PROVIDED PASSAGE:
Segment Open

HEXGEN-FLOW: Optimizing LLM Inference Request Scheduling for Agentic Text-to-SQL

Imagine you run a bustling, high-end restaurant where the chefs are not humans, but super-intelligent AI robots. Your customers (the users) don't just order a simple burger; they order complex, multi-course tasting menus that require the chefs to work together in a specific sequence.

This is the world of Text-to-SQL: turning a simple question like "Show me sales for last month" into a complex database command.

Here is the problem: In a typical restaurant, if a customer orders a steak, the kitchen just starts cooking it. But in this AI restaurant, the "steak" (the final answer) requires a 4-step process:

Menu Check: The chef reads the ingredients list (Schema Linking).
Drafting: The chef writes three different recipes (SQL Generation).
Tasting & Fixing: The chef tries the recipes, burns one, fixes another, and tries again (Self-Correction).
Final Review: A critic tastes the best one and picks the winner (Evaluation).

The Challenge:
The restaurant has a mix of super-fast ovens (powerful GPUs) and older, slower ovens (weaker GPUs).

The Old Way: The manager (the scheduler) just throws orders at ovens randomly or in a "first-come, first-served" line.
- Result: A complex order gets stuck in a slow oven, while a simple order sits in a fast oven doing nothing. The customer waits too long, gets angry, and leaves (SLO violation).
The New Way (HEXGEN-FLOW): The paper introduces a new, smart manager system called HEXGEN-FLOW.

How HEXGEN-FLOW Works (The Analogy)

HEXGEN-FLOW acts like a super-organized, two-level traffic controller for your AI kitchen.

1. The Global Dispatcher (The Smart Host)

Instead of just handing out tickets in order, this host looks at two things before sending a task to a chef:

How heavy is the task? (Is it a simple salad or a 10-course meal?)
Which oven is free and fast enough?

Segment Closed

STORED DATA:

Segment Open

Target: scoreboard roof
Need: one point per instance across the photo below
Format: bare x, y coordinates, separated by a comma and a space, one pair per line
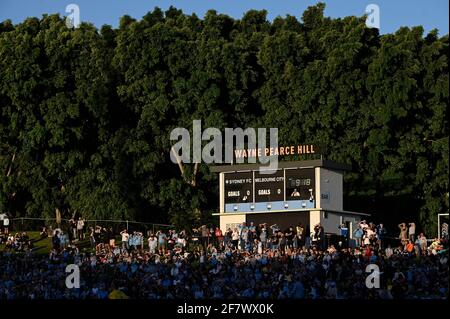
295, 164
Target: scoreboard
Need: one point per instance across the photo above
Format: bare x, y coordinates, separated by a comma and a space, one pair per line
280, 190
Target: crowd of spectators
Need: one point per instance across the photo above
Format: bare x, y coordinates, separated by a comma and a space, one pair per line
247, 261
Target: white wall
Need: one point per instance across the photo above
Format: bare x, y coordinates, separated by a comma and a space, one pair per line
227, 221
331, 223
331, 186
314, 219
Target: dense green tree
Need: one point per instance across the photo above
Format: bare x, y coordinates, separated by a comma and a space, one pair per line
86, 114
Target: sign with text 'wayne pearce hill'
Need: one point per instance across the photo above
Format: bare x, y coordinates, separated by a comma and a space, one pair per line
282, 188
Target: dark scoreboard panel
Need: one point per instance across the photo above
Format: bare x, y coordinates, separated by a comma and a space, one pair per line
300, 183
269, 187
238, 187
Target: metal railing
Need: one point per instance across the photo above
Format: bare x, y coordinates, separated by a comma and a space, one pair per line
30, 224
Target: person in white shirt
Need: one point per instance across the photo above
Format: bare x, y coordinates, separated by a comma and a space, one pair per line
125, 236
80, 227
6, 224
152, 244
389, 252
411, 231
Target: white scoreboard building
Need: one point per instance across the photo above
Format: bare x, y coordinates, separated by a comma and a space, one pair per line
308, 192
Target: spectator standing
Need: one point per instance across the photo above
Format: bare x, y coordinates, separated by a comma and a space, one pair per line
381, 234
422, 243
403, 233
152, 244
80, 229
219, 236
412, 231
125, 236
235, 238
6, 224
162, 241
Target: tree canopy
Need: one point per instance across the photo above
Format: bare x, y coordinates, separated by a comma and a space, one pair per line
86, 113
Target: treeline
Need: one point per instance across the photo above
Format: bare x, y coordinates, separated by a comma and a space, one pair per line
86, 113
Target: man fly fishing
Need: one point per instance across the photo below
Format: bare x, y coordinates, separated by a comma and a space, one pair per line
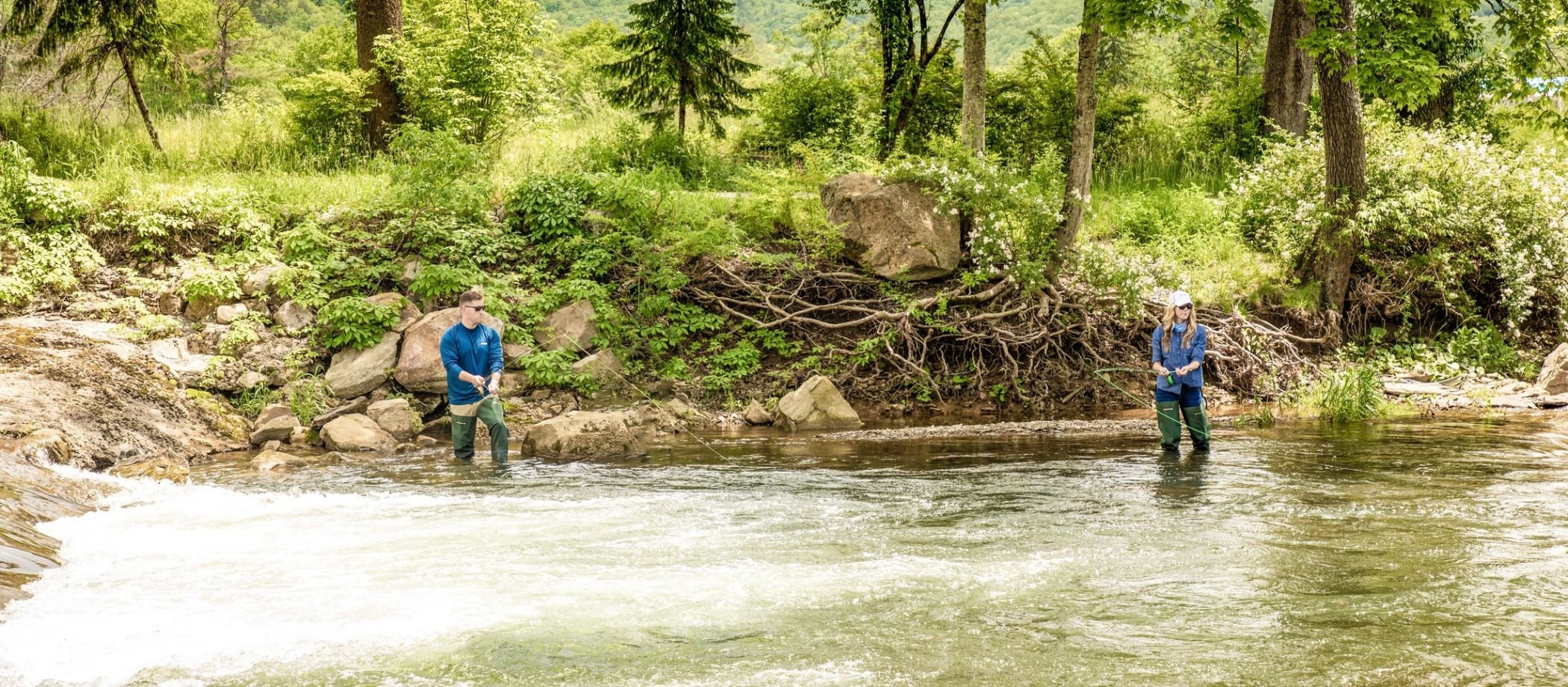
1178, 347
471, 353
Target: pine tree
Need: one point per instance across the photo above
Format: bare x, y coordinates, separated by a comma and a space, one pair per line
91, 34
681, 54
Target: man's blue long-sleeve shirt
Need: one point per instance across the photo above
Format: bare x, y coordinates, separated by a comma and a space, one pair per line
476, 352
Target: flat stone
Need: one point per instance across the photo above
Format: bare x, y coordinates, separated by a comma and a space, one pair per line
1415, 388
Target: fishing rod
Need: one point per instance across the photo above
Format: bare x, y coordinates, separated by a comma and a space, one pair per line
1170, 377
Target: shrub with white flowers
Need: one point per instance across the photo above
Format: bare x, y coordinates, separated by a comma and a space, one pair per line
1013, 215
1454, 226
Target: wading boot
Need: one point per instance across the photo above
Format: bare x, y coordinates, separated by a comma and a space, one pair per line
463, 436
1170, 426
491, 413
1198, 427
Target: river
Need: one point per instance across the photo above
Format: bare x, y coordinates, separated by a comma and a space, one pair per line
1387, 554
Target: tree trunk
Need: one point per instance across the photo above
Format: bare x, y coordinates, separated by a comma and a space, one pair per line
1080, 162
1288, 69
1337, 243
372, 19
135, 95
973, 122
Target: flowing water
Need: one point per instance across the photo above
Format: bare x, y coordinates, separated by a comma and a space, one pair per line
1401, 554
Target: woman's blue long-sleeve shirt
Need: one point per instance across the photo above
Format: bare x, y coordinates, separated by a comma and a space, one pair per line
476, 352
1178, 356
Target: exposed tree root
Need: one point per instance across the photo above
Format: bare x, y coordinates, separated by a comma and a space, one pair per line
948, 339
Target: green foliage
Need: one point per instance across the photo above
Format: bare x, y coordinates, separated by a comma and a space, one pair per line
44, 250
353, 323
469, 68
681, 55
1455, 226
554, 370
1345, 396
1013, 217
326, 111
695, 164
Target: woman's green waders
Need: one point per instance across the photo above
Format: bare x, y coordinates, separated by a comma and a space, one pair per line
1170, 426
464, 419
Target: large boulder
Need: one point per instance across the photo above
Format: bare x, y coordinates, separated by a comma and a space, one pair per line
101, 391
892, 231
568, 329
584, 435
408, 313
356, 433
358, 372
1555, 372
419, 366
816, 405
275, 426
396, 417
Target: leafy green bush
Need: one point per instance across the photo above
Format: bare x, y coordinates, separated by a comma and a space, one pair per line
353, 322
1485, 349
469, 68
1013, 217
326, 112
1454, 226
1347, 396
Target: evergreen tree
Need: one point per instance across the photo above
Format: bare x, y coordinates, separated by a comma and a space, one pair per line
91, 34
681, 54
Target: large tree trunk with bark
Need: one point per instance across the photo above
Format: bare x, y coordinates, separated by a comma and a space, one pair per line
1288, 69
1080, 164
973, 116
1335, 246
135, 95
373, 19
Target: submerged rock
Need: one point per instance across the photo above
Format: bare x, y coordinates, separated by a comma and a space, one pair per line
816, 405
584, 435
895, 231
356, 433
396, 417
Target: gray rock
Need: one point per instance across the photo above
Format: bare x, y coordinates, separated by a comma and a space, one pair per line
892, 231
584, 435
756, 414
275, 429
293, 317
568, 329
513, 353
419, 364
359, 372
816, 405
408, 313
1555, 372
396, 417
228, 314
1415, 388
356, 433
358, 405
603, 366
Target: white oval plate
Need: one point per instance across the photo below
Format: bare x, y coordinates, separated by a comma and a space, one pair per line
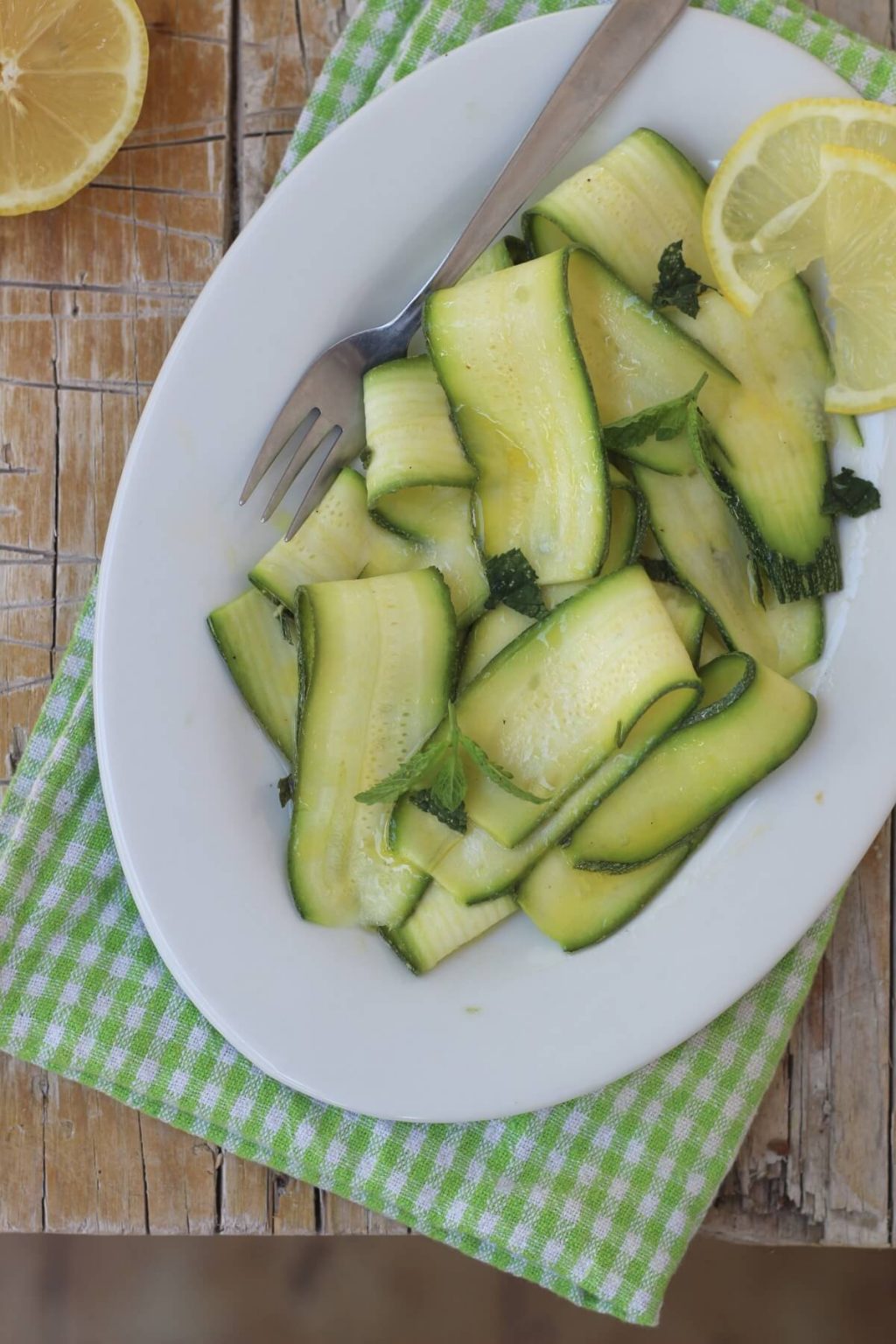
511, 1023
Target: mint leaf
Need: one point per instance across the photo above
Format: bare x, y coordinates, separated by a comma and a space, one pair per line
496, 773
850, 495
514, 582
426, 802
407, 774
664, 421
660, 571
677, 284
703, 444
449, 787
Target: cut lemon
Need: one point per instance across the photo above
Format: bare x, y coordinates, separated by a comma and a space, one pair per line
858, 213
73, 75
760, 222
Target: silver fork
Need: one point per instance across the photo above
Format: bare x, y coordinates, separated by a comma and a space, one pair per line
328, 396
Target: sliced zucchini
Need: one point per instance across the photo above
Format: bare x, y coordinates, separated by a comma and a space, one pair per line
474, 867
491, 634
685, 613
747, 724
627, 522
439, 925
331, 544
376, 664
552, 706
627, 207
431, 524
773, 472
262, 663
707, 551
410, 434
578, 909
712, 646
506, 353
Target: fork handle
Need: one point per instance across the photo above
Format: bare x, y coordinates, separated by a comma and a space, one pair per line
627, 34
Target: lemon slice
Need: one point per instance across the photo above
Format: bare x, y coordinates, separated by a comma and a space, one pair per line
73, 75
760, 222
858, 208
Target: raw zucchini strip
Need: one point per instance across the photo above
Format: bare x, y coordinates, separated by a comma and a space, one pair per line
773, 472
496, 629
507, 355
748, 724
491, 634
627, 207
578, 909
376, 662
262, 663
410, 436
332, 544
627, 522
474, 867
708, 553
554, 704
433, 524
685, 613
439, 925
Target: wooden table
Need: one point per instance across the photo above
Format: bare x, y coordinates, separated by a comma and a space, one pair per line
90, 298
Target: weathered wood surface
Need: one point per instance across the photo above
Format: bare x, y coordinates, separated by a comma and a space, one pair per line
90, 298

Segment Closed

PROBLEMS TO SOLVE:
1. Copy the HEXGEN-FLOW article from "- Result: A" to "(The Smart Host)".
2. In the HEXGEN-FLOW article, which step of the four-step process is the chef writing three different recipes?
3. Please carry the HEXGEN-FLOW article on from its last line.

EXPECTED RESPONSES:
1.
- Result: A complex order gets stuck in a slow oven, while a simple order sits in a fast oven doing nothing. The customer waits too long, gets angry, and leaves (SLO violation).
The New Way (HEXGEN-FLOW): The paper introduces a new, smart manager system called HEXGEN-FLOW.

How HEXGEN-FLOW Works (The Analogy)

HEXGEN-FLOW acts like a super-organized, two-level traffic controller for your AI kitchen.

1. The Global Dispatcher (The Smart Host)

2. SQL Generation

3.
The Metaphor: Imagine a heavy, slow-cooking stew. The Smart Host knows to send this to the Super Oven (A100 GPU) immediately, even if the Super Oven is slightly busy, because the stew needs that power. Meanwhile, a light salad gets sent to the Old Oven (A6000 GPU) so the Super Oven isn't wasted on simple tasks. This ensures no oven sits idle while another is overwhelmed.

2. The Local Priority Queue (The Urgent Sous-Chef)

Once a task arrives at a specific oven, it doesn't just sit in a line. The oven has its own Urgency Meter.

The Old Way: "First in, first out." Even if the first person in line has a relaxed deadline, they get served before the person behind them who is about to explode with impatience.
The New Way: The Sous-Chef constantly checks the "Time Left" on every order.
- If Order A has 10 minutes left and Order B has 1 minute left, Order B jumps the line, even if it arrived later.
- If Order A finishes early, the system instantly recalculates the time left for the next steps, making them more urgent.

The Metaphor: Think of it like a hospital triage nurse. A patient with a broken toe (low urgency) waits behind a patient with a heart attack (high urgency), even if the toe patient arrived first. HEXGEN-FLOW ensures the "heart attacks" (requests about to miss their deadline) get treated immediately.

3. The Self-Learning Coach (Alpha-Tuning)

The system has a built-in coach that watches the kitchen in real-time.

If the kitchen gets too chaotic, the coach asks: "Should we focus more on sending tasks to the fastest ovens, or balancing the load evenly?"
It runs tiny, invisible simulations in the background (like a coach watching game tape) to tweak the settings automatically. It learns that "Today, we need to prioritize speed," or "Today, we need to balance the load."

Why This Matters (The Results)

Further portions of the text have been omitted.